• Short exercise: What do the lines say from the one containing "Return the outline of every instance of the ice" to the end of the records? Restate them word for word, and only those.

(Records from a data source)
------------------------------------------------------------

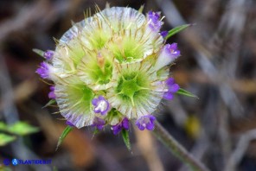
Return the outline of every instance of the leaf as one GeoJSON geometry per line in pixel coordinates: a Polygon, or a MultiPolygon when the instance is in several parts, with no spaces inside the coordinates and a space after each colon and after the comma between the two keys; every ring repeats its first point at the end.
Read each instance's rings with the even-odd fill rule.
{"type": "Polygon", "coordinates": [[[168,32],[168,35],[167,36],[165,37],[165,39],[169,39],[170,37],[171,37],[172,35],[179,33],[180,31],[182,31],[183,29],[189,28],[189,26],[192,26],[193,24],[184,24],[184,25],[181,25],[181,26],[178,26],[178,27],[176,27],[174,28],[172,28],[171,30],[170,30],[168,32]]]}
{"type": "Polygon", "coordinates": [[[4,146],[16,140],[16,136],[0,133],[0,146],[4,146]]]}
{"type": "Polygon", "coordinates": [[[42,50],[40,50],[40,49],[37,49],[37,48],[33,48],[32,50],[35,54],[39,54],[40,56],[42,56],[43,58],[45,58],[44,55],[43,55],[44,54],[44,52],[42,50]]]}
{"type": "Polygon", "coordinates": [[[38,132],[40,130],[37,127],[32,126],[27,123],[17,122],[12,125],[8,125],[7,130],[13,134],[25,136],[28,134],[38,132]]]}
{"type": "Polygon", "coordinates": [[[51,104],[54,104],[55,102],[56,102],[56,100],[54,100],[54,99],[51,99],[50,101],[48,101],[48,103],[47,103],[47,104],[42,107],[42,109],[43,109],[43,108],[46,108],[46,107],[48,107],[48,106],[50,106],[51,104]]]}
{"type": "Polygon", "coordinates": [[[183,95],[183,96],[191,97],[191,98],[196,98],[199,99],[199,98],[197,96],[195,96],[195,94],[192,94],[191,92],[189,92],[182,88],[180,88],[176,93],[183,95]]]}
{"type": "Polygon", "coordinates": [[[63,140],[65,139],[65,137],[67,136],[67,134],[73,130],[72,126],[67,125],[65,130],[63,130],[62,134],[61,135],[58,143],[57,143],[57,147],[55,151],[58,150],[58,148],[60,147],[60,145],[62,143],[63,140]]]}
{"type": "Polygon", "coordinates": [[[123,129],[122,130],[122,136],[123,136],[125,144],[126,145],[128,150],[131,151],[131,142],[130,142],[130,138],[129,138],[128,130],[125,130],[123,129]]]}

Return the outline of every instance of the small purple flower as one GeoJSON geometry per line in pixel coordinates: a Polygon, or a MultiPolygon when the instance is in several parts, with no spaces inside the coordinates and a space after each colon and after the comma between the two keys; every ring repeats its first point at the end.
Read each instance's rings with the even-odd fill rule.
{"type": "Polygon", "coordinates": [[[154,130],[155,124],[154,121],[156,120],[156,117],[152,115],[146,115],[141,117],[139,119],[136,121],[136,125],[140,130],[144,130],[144,129],[147,129],[148,130],[154,130]]]}
{"type": "Polygon", "coordinates": [[[50,92],[48,93],[48,98],[49,98],[55,99],[56,96],[55,96],[55,93],[54,93],[54,89],[55,89],[54,86],[50,86],[50,92]]]}
{"type": "Polygon", "coordinates": [[[162,22],[160,21],[159,12],[148,12],[149,27],[153,30],[158,32],[161,28],[162,22]]]}
{"type": "Polygon", "coordinates": [[[173,98],[173,94],[180,89],[180,86],[175,83],[173,78],[166,79],[165,84],[168,87],[168,92],[163,94],[163,98],[171,100],[173,98]]]}
{"type": "Polygon", "coordinates": [[[180,54],[180,51],[177,49],[177,43],[167,44],[163,47],[163,53],[169,54],[173,59],[176,59],[180,54]]]}
{"type": "Polygon", "coordinates": [[[49,79],[49,64],[42,62],[39,68],[35,71],[42,79],[49,79]]]}
{"type": "Polygon", "coordinates": [[[98,117],[95,117],[93,119],[93,127],[97,127],[98,130],[101,130],[105,125],[105,121],[98,117]]]}
{"type": "Polygon", "coordinates": [[[157,70],[161,69],[164,66],[170,64],[181,54],[180,51],[177,49],[177,43],[167,44],[165,45],[157,58],[155,64],[157,70]]]}
{"type": "Polygon", "coordinates": [[[68,126],[71,126],[71,127],[74,127],[74,125],[69,121],[66,121],[66,124],[67,124],[68,126]]]}
{"type": "Polygon", "coordinates": [[[103,96],[99,96],[98,98],[93,98],[92,104],[94,105],[94,112],[100,113],[101,115],[106,115],[109,110],[109,103],[103,96]]]}
{"type": "Polygon", "coordinates": [[[162,32],[160,33],[160,35],[162,35],[163,38],[165,38],[165,37],[168,35],[168,33],[169,33],[169,32],[165,30],[165,31],[162,31],[162,32]]]}
{"type": "Polygon", "coordinates": [[[43,56],[48,60],[50,60],[53,59],[54,54],[54,51],[52,50],[47,50],[44,52],[43,56]]]}
{"type": "Polygon", "coordinates": [[[118,135],[123,129],[129,130],[129,120],[125,117],[122,122],[112,127],[114,135],[118,135]]]}

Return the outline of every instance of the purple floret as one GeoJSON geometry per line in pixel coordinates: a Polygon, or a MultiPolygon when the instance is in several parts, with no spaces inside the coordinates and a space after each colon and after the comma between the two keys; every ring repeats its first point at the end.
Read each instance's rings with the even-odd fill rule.
{"type": "Polygon", "coordinates": [[[52,50],[47,50],[44,52],[43,56],[48,60],[50,60],[53,59],[54,54],[54,51],[52,50]]]}
{"type": "Polygon", "coordinates": [[[95,113],[106,115],[110,111],[109,103],[103,96],[93,98],[92,104],[94,105],[93,111],[95,113]]]}
{"type": "Polygon", "coordinates": [[[112,127],[114,135],[118,135],[123,129],[129,130],[129,120],[125,117],[119,124],[112,127]]]}
{"type": "Polygon", "coordinates": [[[150,11],[148,13],[149,27],[153,30],[158,32],[162,26],[160,21],[160,13],[150,11]]]}
{"type": "Polygon", "coordinates": [[[42,79],[49,79],[49,64],[42,62],[39,68],[35,71],[42,79]]]}
{"type": "Polygon", "coordinates": [[[54,86],[50,86],[50,92],[48,93],[48,98],[52,98],[52,99],[56,98],[56,96],[55,96],[55,93],[54,93],[54,89],[55,89],[54,86]]]}
{"type": "Polygon", "coordinates": [[[168,87],[168,92],[163,94],[163,98],[171,100],[173,99],[174,94],[180,89],[180,86],[175,83],[173,78],[169,78],[166,79],[165,84],[168,87]]]}
{"type": "Polygon", "coordinates": [[[101,130],[103,127],[105,126],[105,120],[102,118],[99,118],[98,117],[95,117],[93,119],[93,124],[92,124],[93,127],[97,127],[98,130],[101,130]]]}
{"type": "Polygon", "coordinates": [[[148,130],[152,130],[155,128],[154,121],[156,117],[152,115],[146,115],[141,117],[139,119],[136,121],[136,125],[140,130],[144,130],[147,129],[148,130]]]}

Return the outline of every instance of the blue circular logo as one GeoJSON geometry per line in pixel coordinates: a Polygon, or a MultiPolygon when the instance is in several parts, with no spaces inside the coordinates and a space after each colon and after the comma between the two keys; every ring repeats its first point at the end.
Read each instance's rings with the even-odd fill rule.
{"type": "Polygon", "coordinates": [[[12,162],[12,164],[13,164],[14,166],[16,166],[16,165],[18,164],[18,160],[17,160],[17,159],[12,159],[11,162],[12,162]]]}
{"type": "Polygon", "coordinates": [[[3,164],[4,164],[5,166],[10,165],[10,159],[4,159],[4,160],[3,160],[3,164]]]}

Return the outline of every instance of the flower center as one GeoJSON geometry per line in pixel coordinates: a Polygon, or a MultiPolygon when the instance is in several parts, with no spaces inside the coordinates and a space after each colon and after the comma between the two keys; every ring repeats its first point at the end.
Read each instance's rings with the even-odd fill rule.
{"type": "Polygon", "coordinates": [[[149,90],[149,80],[141,73],[131,72],[123,74],[118,81],[116,92],[125,101],[131,102],[145,97],[149,90]]]}

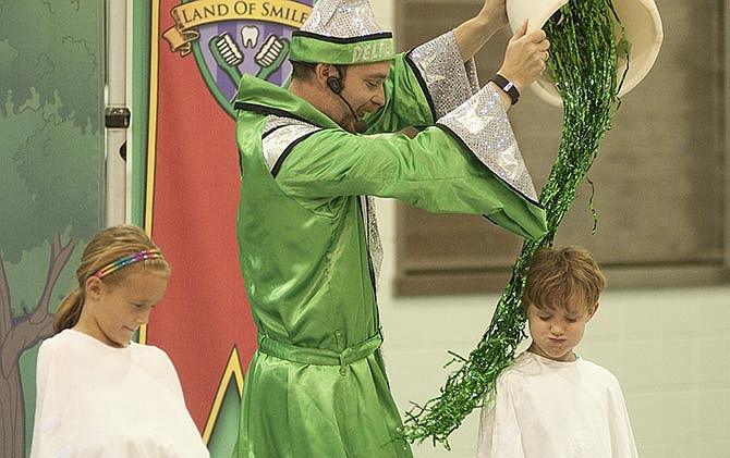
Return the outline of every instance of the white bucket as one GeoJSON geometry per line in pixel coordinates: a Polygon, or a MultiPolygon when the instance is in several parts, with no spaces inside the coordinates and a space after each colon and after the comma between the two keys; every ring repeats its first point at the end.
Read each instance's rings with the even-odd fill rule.
{"type": "MultiPolygon", "coordinates": [[[[508,0],[507,16],[514,32],[525,20],[530,20],[527,33],[543,28],[545,23],[569,0],[508,0]]],[[[573,0],[587,1],[587,0],[573,0]]],[[[661,18],[654,0],[613,0],[616,13],[621,18],[629,42],[629,72],[623,81],[619,96],[623,96],[636,87],[652,70],[659,54],[664,33],[661,18]]],[[[621,37],[617,29],[617,40],[621,37]]],[[[626,61],[619,55],[617,75],[621,78],[626,69],[626,61]]],[[[549,72],[537,78],[531,86],[539,98],[555,106],[561,106],[560,94],[555,87],[549,72]]]]}

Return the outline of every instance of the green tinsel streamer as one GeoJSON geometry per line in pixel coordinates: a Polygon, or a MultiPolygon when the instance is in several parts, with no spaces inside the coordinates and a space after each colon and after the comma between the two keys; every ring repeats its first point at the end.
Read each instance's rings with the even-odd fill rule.
{"type": "Polygon", "coordinates": [[[548,233],[523,244],[487,332],[469,359],[454,355],[451,362],[463,366],[449,375],[441,395],[406,412],[403,434],[410,442],[430,437],[434,445],[440,442],[450,449],[449,434],[483,399],[491,400],[497,375],[512,362],[518,345],[526,337],[520,301],[528,265],[540,247],[552,245],[575,189],[611,126],[618,101],[617,58],[618,52],[625,53],[622,25],[619,36],[624,38],[616,42],[615,18],[618,21],[610,0],[571,1],[544,27],[550,40],[548,71],[563,101],[560,151],[540,194],[548,233]]]}

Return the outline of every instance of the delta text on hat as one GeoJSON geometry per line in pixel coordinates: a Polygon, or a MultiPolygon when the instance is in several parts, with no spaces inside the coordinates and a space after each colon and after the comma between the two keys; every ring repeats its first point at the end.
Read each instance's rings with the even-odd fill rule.
{"type": "Polygon", "coordinates": [[[393,34],[382,32],[367,0],[319,0],[292,34],[293,62],[350,65],[393,58],[393,34]]]}

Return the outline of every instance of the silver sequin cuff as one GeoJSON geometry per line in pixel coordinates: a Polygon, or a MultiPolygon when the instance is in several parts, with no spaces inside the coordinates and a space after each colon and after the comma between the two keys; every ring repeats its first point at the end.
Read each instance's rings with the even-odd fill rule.
{"type": "Polygon", "coordinates": [[[495,175],[532,201],[535,186],[499,94],[489,85],[437,121],[455,134],[495,175]]]}
{"type": "Polygon", "coordinates": [[[476,64],[462,62],[457,37],[448,32],[407,53],[426,85],[435,117],[452,111],[479,90],[476,64]]]}

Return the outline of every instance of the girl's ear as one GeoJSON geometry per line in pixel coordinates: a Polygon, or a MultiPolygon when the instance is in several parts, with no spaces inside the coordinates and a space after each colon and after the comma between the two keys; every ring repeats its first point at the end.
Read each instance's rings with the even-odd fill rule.
{"type": "Polygon", "coordinates": [[[84,283],[84,289],[87,299],[99,300],[104,289],[104,284],[101,283],[100,278],[92,275],[86,278],[86,282],[84,283]]]}
{"type": "Polygon", "coordinates": [[[598,301],[588,310],[588,319],[586,321],[591,321],[594,314],[596,314],[596,311],[598,310],[598,301]]]}

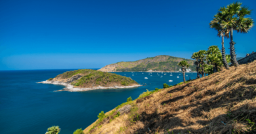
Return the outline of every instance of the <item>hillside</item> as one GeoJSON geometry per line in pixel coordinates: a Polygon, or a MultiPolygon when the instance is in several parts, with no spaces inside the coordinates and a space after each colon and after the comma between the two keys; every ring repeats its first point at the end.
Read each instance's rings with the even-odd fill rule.
{"type": "Polygon", "coordinates": [[[131,78],[91,69],[65,72],[41,83],[64,85],[67,86],[64,90],[68,91],[122,88],[140,86],[131,78]]]}
{"type": "Polygon", "coordinates": [[[146,92],[85,133],[255,133],[256,61],[146,92]]]}
{"type": "Polygon", "coordinates": [[[195,71],[196,66],[194,61],[181,58],[172,57],[169,56],[158,56],[153,58],[129,62],[118,62],[108,65],[99,71],[104,72],[130,72],[130,71],[179,71],[181,67],[178,66],[179,61],[186,59],[190,65],[190,69],[195,71]]]}

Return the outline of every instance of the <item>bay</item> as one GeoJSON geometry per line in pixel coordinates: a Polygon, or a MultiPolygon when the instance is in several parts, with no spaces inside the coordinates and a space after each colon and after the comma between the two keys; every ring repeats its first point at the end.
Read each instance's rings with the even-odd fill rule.
{"type": "MultiPolygon", "coordinates": [[[[74,69],[1,71],[0,133],[45,133],[52,126],[59,126],[60,134],[73,133],[93,123],[102,110],[114,109],[130,96],[136,99],[146,89],[162,88],[163,83],[174,85],[183,80],[181,73],[170,76],[170,73],[117,72],[114,73],[145,86],[78,92],[54,92],[64,86],[37,83],[71,70],[74,69]]],[[[196,73],[186,75],[186,80],[194,79],[196,73]]]]}

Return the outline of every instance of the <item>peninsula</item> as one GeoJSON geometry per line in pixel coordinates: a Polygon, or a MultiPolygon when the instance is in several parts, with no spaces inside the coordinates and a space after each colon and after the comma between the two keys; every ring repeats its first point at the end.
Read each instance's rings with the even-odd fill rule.
{"type": "Polygon", "coordinates": [[[196,71],[194,60],[169,56],[157,56],[135,61],[117,62],[110,64],[98,71],[103,72],[175,71],[181,68],[178,63],[186,60],[192,71],[196,71]]]}
{"type": "Polygon", "coordinates": [[[54,78],[51,78],[38,83],[64,85],[66,88],[58,91],[70,92],[127,88],[141,86],[131,78],[92,69],[78,69],[65,72],[54,78]]]}

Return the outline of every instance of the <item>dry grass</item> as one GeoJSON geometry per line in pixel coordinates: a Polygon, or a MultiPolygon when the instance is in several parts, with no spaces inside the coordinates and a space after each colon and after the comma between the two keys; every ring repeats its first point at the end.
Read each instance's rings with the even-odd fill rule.
{"type": "Polygon", "coordinates": [[[256,61],[150,96],[135,122],[115,124],[125,129],[95,133],[244,133],[256,120],[256,61]]]}

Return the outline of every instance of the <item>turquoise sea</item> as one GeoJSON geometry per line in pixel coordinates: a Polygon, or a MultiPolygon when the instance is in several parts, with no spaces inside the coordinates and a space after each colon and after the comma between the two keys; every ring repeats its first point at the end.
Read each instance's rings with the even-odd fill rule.
{"type": "MultiPolygon", "coordinates": [[[[45,133],[52,126],[59,126],[60,134],[73,133],[94,122],[102,110],[113,109],[130,96],[136,99],[146,89],[162,88],[163,83],[174,85],[183,80],[180,73],[172,73],[173,76],[170,73],[115,73],[146,85],[79,92],[53,92],[64,86],[37,83],[71,70],[74,69],[0,71],[0,133],[45,133]]],[[[186,75],[186,80],[194,79],[196,73],[186,75]]]]}

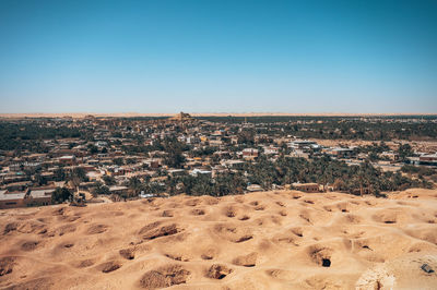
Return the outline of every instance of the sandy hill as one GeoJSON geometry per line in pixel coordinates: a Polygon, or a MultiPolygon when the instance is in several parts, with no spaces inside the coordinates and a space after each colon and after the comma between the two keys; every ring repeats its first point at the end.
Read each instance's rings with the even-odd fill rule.
{"type": "Polygon", "coordinates": [[[437,289],[437,191],[0,212],[5,289],[437,289]]]}

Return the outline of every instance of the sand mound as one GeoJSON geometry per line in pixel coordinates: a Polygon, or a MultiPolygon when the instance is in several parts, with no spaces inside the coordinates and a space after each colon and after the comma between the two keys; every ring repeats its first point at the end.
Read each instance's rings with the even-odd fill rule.
{"type": "Polygon", "coordinates": [[[7,289],[437,289],[437,191],[9,209],[0,234],[7,289]]]}

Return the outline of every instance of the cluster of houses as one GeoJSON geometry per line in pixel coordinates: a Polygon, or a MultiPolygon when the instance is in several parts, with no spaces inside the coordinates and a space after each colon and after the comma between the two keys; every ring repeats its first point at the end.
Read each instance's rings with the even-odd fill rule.
{"type": "MultiPolygon", "coordinates": [[[[163,182],[168,177],[187,173],[214,178],[221,172],[243,170],[246,162],[256,161],[260,156],[276,159],[285,154],[290,158],[309,159],[329,155],[350,164],[359,164],[367,158],[354,147],[327,147],[315,141],[267,133],[256,133],[248,144],[241,140],[240,133],[255,129],[255,124],[198,120],[187,113],[146,121],[88,116],[84,119],[44,119],[40,122],[46,126],[79,128],[93,136],[91,140],[44,140],[44,153],[0,152],[0,208],[48,205],[57,188],[69,186],[73,191],[90,193],[96,182],[105,183],[105,179],[113,181],[108,184],[110,193],[122,194],[129,190],[127,183],[134,177],[150,182],[163,182]],[[178,168],[168,166],[165,162],[168,153],[155,146],[168,136],[176,136],[178,142],[190,147],[184,152],[184,164],[178,168]],[[138,140],[141,140],[140,144],[138,140]],[[86,178],[72,184],[67,177],[78,169],[86,178]]],[[[389,167],[389,170],[400,168],[394,152],[381,156],[386,160],[381,167],[389,167]]],[[[414,162],[437,165],[437,155],[424,154],[414,162]]],[[[317,183],[291,185],[305,192],[320,191],[317,183]]],[[[257,184],[247,188],[247,191],[258,190],[261,188],[257,184]]]]}

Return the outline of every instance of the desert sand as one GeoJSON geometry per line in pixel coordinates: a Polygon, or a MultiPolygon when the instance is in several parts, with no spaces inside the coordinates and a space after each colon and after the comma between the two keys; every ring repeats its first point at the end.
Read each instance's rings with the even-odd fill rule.
{"type": "Polygon", "coordinates": [[[437,191],[9,209],[0,231],[1,289],[437,289],[437,191]]]}

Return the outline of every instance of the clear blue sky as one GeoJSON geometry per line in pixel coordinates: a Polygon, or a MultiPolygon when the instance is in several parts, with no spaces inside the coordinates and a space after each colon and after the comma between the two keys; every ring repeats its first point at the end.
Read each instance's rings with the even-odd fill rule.
{"type": "Polygon", "coordinates": [[[0,112],[437,112],[437,1],[0,1],[0,112]]]}

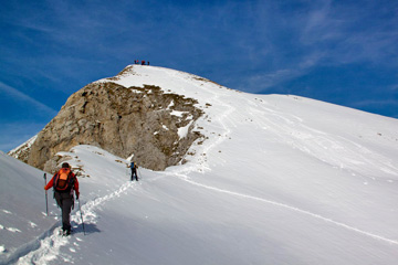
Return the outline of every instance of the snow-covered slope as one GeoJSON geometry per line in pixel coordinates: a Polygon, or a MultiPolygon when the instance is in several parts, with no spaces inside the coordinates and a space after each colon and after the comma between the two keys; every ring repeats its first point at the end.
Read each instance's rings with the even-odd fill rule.
{"type": "MultiPolygon", "coordinates": [[[[20,257],[2,229],[0,261],[396,264],[398,120],[303,97],[240,93],[161,67],[135,65],[112,82],[198,99],[206,115],[197,127],[207,139],[191,147],[185,165],[139,169],[138,182],[128,181],[124,159],[98,148],[60,153],[90,176],[80,178],[86,235],[76,210],[70,239],[45,218],[51,224],[43,225],[49,232],[40,246],[27,239],[20,257]]],[[[10,172],[22,174],[25,166],[1,158],[1,181],[18,190],[22,181],[10,172]]],[[[43,218],[42,172],[32,174],[40,188],[29,210],[43,218]]],[[[10,192],[18,191],[2,189],[1,199],[10,192]]],[[[0,206],[4,214],[28,212],[23,203],[0,206]]],[[[12,226],[3,216],[1,227],[12,226]]],[[[28,233],[27,224],[12,227],[28,233]]]]}

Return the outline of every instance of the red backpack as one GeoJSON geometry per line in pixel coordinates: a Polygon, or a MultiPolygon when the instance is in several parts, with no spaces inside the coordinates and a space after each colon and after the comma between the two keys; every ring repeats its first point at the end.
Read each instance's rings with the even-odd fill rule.
{"type": "Polygon", "coordinates": [[[74,177],[69,168],[62,168],[55,174],[54,189],[56,191],[70,191],[74,184],[74,177]]]}

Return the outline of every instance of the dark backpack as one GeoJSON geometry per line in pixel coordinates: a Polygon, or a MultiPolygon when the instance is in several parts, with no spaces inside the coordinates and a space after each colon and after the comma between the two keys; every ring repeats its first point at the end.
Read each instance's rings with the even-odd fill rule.
{"type": "Polygon", "coordinates": [[[60,192],[71,191],[74,186],[74,177],[69,168],[62,168],[55,174],[54,178],[54,190],[60,192]]]}

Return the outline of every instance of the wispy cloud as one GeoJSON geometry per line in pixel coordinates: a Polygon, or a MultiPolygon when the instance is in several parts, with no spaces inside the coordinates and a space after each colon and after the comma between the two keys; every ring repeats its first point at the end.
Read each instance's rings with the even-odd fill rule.
{"type": "Polygon", "coordinates": [[[42,104],[41,102],[32,98],[31,96],[29,96],[29,95],[18,91],[17,88],[9,86],[2,82],[0,82],[0,91],[2,91],[3,93],[8,94],[11,97],[13,97],[17,102],[22,100],[27,104],[32,105],[35,108],[35,110],[46,113],[51,116],[54,116],[57,113],[55,109],[42,104]]]}

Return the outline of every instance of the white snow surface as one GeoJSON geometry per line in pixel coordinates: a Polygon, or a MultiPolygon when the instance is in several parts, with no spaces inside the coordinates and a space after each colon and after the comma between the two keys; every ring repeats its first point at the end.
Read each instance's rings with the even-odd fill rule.
{"type": "Polygon", "coordinates": [[[397,264],[397,119],[154,66],[116,82],[198,99],[207,139],[138,182],[97,147],[59,153],[84,171],[70,237],[44,172],[0,153],[0,264],[397,264]]]}

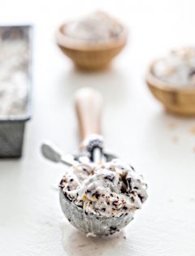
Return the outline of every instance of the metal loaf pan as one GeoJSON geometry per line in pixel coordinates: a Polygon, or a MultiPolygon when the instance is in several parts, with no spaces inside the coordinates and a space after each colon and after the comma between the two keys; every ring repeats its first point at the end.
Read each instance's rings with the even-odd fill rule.
{"type": "Polygon", "coordinates": [[[25,115],[0,116],[0,158],[20,158],[22,155],[25,124],[32,116],[32,26],[0,26],[0,37],[1,40],[13,41],[16,38],[28,42],[29,61],[26,68],[28,82],[25,115]]]}

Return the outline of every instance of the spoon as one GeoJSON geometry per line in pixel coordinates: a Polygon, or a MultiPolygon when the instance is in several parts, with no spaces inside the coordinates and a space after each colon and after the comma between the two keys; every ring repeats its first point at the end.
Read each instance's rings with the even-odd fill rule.
{"type": "MultiPolygon", "coordinates": [[[[102,98],[101,94],[92,89],[80,89],[76,94],[76,110],[77,113],[81,144],[80,154],[72,155],[69,158],[63,156],[59,150],[50,143],[44,143],[41,146],[42,154],[55,163],[63,163],[73,167],[83,159],[91,165],[98,167],[99,164],[110,162],[115,156],[104,153],[103,138],[101,135],[101,115],[102,98]]],[[[61,186],[61,183],[60,183],[61,186]]],[[[121,216],[101,216],[90,213],[86,214],[66,196],[60,188],[59,199],[61,208],[71,223],[81,232],[91,236],[108,236],[125,227],[133,219],[134,211],[129,211],[121,216]]]]}

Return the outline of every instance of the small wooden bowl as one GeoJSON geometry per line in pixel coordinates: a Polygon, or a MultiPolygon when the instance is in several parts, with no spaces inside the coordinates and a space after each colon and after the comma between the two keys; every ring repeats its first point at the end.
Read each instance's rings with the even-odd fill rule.
{"type": "Polygon", "coordinates": [[[62,51],[74,63],[85,70],[98,70],[106,67],[112,59],[124,47],[128,31],[124,26],[119,36],[106,42],[89,43],[66,35],[68,23],[62,24],[57,31],[57,43],[62,51]]]}
{"type": "Polygon", "coordinates": [[[152,93],[168,111],[183,115],[194,115],[195,89],[170,85],[157,78],[153,72],[155,63],[156,61],[150,66],[146,76],[146,83],[152,93]]]}

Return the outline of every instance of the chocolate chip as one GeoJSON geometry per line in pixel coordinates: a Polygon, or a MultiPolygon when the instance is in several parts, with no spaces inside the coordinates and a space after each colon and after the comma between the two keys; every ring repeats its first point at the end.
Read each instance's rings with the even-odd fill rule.
{"type": "Polygon", "coordinates": [[[193,76],[194,75],[195,75],[195,69],[193,69],[190,71],[188,76],[191,77],[191,76],[193,76]]]}
{"type": "Polygon", "coordinates": [[[115,180],[115,176],[111,176],[111,175],[108,175],[108,176],[105,176],[104,179],[108,180],[112,182],[115,180]]]}

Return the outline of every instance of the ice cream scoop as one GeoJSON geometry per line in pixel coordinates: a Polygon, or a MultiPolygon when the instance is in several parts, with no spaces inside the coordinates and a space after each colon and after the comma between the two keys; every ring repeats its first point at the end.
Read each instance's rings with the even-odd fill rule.
{"type": "Polygon", "coordinates": [[[71,166],[59,184],[61,207],[73,226],[93,236],[119,231],[147,198],[142,176],[130,164],[104,153],[102,102],[99,93],[91,89],[76,95],[82,141],[78,155],[68,158],[50,144],[42,145],[45,157],[71,166]]]}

------------------------------------------------------------

• Response:
Return the outline of every instance of the ice cream scoop as one GeoJSON geometry per line in pixel coordinates: a Polygon, or a MultiPolygon when the instance is in several parts, with no spaces inside the coordinates and a space after each colon and after the comma between the two keys; every ring repeats its first point at the end.
Read each instance's rings with the even-odd fill rule.
{"type": "Polygon", "coordinates": [[[71,166],[59,184],[61,207],[73,226],[93,236],[119,231],[147,198],[142,176],[130,164],[104,153],[102,102],[99,93],[91,89],[76,95],[82,141],[78,155],[68,158],[50,144],[42,145],[45,157],[71,166]]]}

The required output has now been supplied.